* **Provided passage**
====
We are working with CASH Buyers and they request a property urgently. Contact me have a friendly chat.
Regards
I'll take whelmed over under, but not under over over. Unless you're in over your head and the whole thing is under done. Then I'll be totally over it, and many here will be done with the whole thing entirely.
Have too seen families crying in auction room and that was for standard house :
https://www.oneroof.co.nz/news/39135
Gift from Jacinda Arden Government for voting them with full Majority.
Someone has to take responsibility for this tears and the credit goes to....
"They believe therefore that the RBNZ may be given the go ahead to put these restrictions in place."
Government should not only give the tool to ban interest only loan and DTI to RBNZ but see to it that it is implimented immediately and is not used as a tool/excuse to buy more time, delay and passing the buck
Bloomberg interview provides some good perspective on value https://youtu.be/RYfmRTyl56w
Problem there is we (taxpayers) would be sharing that equity on ridiculously inflated house prices, compared to incomes. The cost of accommodation needs to come down. Just saw a 1 bed Kiwibuild apartment going for $600K, or thereabouts in AKL. This is unacceptable. Think of the purchasers that will be underwater in a couple of years - all thanks to the government. Nuts.
Seriously, is there any genuine alternative? If there is, then I would like to know. I am all ears...
And is it really a bad thing? A stake in something is better than a stake in nothing. Especially when your outgoings are much lower than what you would pay in rent.
====
* **Task instructions**
Which abbreviations made up of two or more capital letters appear in the housing comments? List them all.
====
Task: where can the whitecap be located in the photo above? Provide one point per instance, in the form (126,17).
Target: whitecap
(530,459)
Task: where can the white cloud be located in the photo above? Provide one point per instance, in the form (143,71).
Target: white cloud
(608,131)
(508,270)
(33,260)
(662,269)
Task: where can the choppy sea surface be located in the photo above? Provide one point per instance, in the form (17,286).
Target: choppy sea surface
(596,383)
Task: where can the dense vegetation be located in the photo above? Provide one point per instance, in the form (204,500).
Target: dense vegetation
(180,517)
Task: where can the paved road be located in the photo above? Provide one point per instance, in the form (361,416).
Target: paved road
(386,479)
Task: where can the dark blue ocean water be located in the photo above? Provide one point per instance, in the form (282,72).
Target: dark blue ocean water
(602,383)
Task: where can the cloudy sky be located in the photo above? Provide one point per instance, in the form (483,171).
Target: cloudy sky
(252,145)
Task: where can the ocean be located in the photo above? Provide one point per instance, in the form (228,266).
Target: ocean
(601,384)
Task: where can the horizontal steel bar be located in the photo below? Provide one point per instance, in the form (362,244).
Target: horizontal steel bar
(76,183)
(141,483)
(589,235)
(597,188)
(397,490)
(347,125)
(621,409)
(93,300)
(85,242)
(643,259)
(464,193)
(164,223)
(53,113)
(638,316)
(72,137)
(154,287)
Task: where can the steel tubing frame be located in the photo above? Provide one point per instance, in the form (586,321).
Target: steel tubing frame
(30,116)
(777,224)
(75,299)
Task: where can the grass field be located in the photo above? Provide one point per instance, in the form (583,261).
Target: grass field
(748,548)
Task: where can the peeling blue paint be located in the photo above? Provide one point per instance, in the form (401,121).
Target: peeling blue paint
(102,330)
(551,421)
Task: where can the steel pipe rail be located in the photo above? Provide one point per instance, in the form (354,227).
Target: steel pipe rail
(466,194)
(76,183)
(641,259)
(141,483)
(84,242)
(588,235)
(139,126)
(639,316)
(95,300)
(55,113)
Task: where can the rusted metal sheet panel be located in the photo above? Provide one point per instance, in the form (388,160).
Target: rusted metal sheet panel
====
* **Answer section**
RBNZ, DTI, AKL